**The request:** Convert the rows below into a Markdown table with two columns, No. and Text, giving each line its number and the line itself. Leave out blank lines.

**Provided entries:**
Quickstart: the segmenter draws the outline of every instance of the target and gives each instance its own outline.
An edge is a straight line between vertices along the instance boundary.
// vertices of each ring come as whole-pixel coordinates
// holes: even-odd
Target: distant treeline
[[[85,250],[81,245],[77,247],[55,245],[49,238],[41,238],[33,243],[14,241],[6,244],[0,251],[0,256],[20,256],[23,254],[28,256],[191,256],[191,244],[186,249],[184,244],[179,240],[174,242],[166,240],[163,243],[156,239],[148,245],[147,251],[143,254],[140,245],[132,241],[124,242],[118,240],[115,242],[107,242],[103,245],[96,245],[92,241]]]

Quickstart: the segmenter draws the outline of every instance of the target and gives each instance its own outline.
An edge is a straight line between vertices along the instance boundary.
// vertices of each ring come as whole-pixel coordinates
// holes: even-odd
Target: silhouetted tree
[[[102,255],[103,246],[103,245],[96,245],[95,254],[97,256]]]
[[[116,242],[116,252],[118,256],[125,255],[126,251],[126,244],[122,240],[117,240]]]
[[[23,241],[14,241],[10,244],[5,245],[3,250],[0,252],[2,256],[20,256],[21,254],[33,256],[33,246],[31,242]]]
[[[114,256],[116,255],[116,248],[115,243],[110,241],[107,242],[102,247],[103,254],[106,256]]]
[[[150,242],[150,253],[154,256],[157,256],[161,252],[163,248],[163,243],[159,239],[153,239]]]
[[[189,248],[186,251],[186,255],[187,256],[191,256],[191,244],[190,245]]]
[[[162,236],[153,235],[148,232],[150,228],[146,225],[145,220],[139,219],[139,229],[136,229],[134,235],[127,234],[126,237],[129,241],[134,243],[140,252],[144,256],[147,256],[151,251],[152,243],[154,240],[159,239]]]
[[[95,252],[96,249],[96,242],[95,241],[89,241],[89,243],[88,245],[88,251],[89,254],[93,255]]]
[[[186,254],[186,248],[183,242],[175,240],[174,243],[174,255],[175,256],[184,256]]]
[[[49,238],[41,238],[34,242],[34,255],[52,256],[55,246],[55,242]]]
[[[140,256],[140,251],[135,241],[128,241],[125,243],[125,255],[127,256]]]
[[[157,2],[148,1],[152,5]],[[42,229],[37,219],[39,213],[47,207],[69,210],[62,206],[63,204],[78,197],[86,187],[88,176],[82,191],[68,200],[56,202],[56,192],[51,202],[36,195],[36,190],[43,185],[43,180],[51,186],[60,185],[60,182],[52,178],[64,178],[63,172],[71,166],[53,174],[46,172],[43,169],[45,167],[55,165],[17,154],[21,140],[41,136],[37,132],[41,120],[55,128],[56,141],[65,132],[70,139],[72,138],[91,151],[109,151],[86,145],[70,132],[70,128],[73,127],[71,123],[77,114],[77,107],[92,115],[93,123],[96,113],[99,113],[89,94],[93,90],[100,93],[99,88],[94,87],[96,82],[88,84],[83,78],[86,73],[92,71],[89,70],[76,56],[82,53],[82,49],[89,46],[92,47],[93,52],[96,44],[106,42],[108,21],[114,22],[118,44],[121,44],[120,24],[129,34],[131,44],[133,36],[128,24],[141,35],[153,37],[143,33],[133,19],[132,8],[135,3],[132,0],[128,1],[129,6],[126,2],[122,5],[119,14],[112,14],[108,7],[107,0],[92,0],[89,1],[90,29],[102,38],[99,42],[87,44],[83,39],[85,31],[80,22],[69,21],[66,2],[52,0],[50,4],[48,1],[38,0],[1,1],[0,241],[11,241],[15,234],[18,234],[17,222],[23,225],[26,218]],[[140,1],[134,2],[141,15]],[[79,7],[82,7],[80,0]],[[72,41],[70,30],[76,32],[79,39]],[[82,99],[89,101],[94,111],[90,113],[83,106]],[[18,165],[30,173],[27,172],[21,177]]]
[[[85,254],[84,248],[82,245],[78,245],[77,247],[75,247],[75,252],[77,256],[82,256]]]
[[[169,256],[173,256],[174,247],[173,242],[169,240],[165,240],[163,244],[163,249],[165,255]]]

**Solution to the problem:**
| No. | Text |
|---|---|
| 1 | Quickstart: the segmenter draws the outline of every instance of the target and gives each instance its own outline. |
| 2 | An edge is a straight line between vertices along the instance boundary. |
| 3 | // vertices of each ring come as whole-pixel coordinates |
| 4 | // holes: even-odd |
| 5 | Target: distant treeline |
| 6 | [[[85,250],[81,245],[77,247],[55,245],[49,238],[41,238],[33,243],[14,241],[6,244],[0,251],[0,256],[20,256],[23,254],[28,256],[191,256],[191,244],[186,249],[184,244],[179,240],[174,242],[166,240],[163,243],[156,239],[148,245],[147,251],[143,254],[140,245],[132,241],[124,242],[118,240],[115,242],[107,242],[103,245],[96,245],[92,241]]] |
| 7 | Quickstart: the segmenter draws the outline of every instance of the target and gives each instance its own outline. |
| 8 | An edge is a straight line between vertices along the instance boundary. |
| 9 | // vertices of each ring come as whole-pixel coordinates |
| 10 | // holes: even-odd |
| 11 | Target: silhouetted tree |
| 12 | [[[102,255],[103,246],[103,245],[96,245],[95,254],[97,256]]] |
| 13 | [[[116,242],[116,252],[118,256],[125,255],[126,251],[126,244],[122,240],[117,240]]] |
| 14 | [[[23,241],[14,241],[10,244],[5,245],[3,250],[0,252],[2,256],[20,256],[21,254],[33,256],[33,246],[31,242]]] |
| 15 | [[[114,256],[116,255],[116,248],[115,243],[110,241],[107,242],[102,247],[103,254],[106,256]]] |
| 16 | [[[150,242],[150,253],[154,256],[157,256],[161,252],[163,248],[163,243],[159,239],[153,239]]] |
| 17 | [[[189,248],[186,251],[186,255],[187,256],[191,256],[191,244],[190,245]]] |
| 18 | [[[162,236],[153,235],[148,232],[150,228],[146,225],[145,220],[139,219],[139,229],[136,229],[134,235],[127,234],[126,237],[129,241],[134,243],[140,252],[144,256],[147,256],[151,251],[152,243],[154,240],[159,239]]] |
| 19 | [[[95,252],[96,249],[96,242],[95,241],[89,241],[89,243],[88,245],[88,251],[89,254],[93,255]]] |
| 20 | [[[186,254],[186,248],[183,242],[175,240],[174,243],[174,255],[175,256],[184,256]]] |
| 21 | [[[49,238],[41,238],[34,242],[34,255],[52,256],[55,246],[55,242]]] |
| 22 | [[[140,256],[140,251],[135,241],[128,241],[125,243],[125,255],[127,256]]] |
| 23 | [[[157,2],[148,1],[152,5]],[[42,229],[37,219],[39,213],[47,207],[69,210],[62,206],[63,204],[78,197],[86,187],[88,176],[82,191],[68,200],[56,202],[56,192],[51,202],[36,195],[36,190],[43,185],[43,180],[51,186],[60,185],[60,182],[52,178],[64,178],[63,172],[71,166],[53,174],[46,172],[43,169],[45,167],[55,165],[17,154],[21,140],[41,136],[37,132],[41,120],[55,128],[56,141],[65,132],[70,139],[72,138],[91,151],[109,151],[86,145],[70,132],[70,128],[73,127],[71,123],[77,114],[77,107],[92,115],[93,123],[96,113],[99,113],[89,94],[93,90],[100,93],[99,88],[94,87],[96,82],[88,84],[83,78],[86,73],[92,71],[89,70],[76,56],[82,53],[82,49],[89,46],[92,47],[93,52],[96,44],[106,42],[108,21],[114,22],[118,44],[121,44],[120,24],[129,34],[131,44],[133,36],[128,24],[141,35],[153,37],[143,33],[133,19],[132,8],[135,3],[132,0],[128,1],[129,6],[126,2],[122,5],[119,14],[112,14],[108,7],[107,0],[92,0],[89,1],[90,29],[102,38],[99,42],[87,44],[83,39],[85,31],[80,22],[69,21],[66,2],[52,0],[50,4],[48,1],[38,0],[1,1],[0,241],[11,241],[15,234],[18,234],[17,222],[23,225],[26,218]],[[140,1],[134,2],[141,15]],[[79,7],[82,7],[80,0]],[[72,41],[70,30],[76,32],[79,39]],[[82,99],[89,101],[94,111],[90,113],[83,106]],[[18,165],[30,173],[27,172],[21,177]]] |
| 24 | [[[85,254],[84,248],[82,245],[78,245],[77,247],[75,247],[75,252],[77,256],[82,256]]] |
| 25 | [[[169,256],[173,256],[174,247],[173,242],[169,240],[165,240],[163,244],[163,249],[165,255]]] |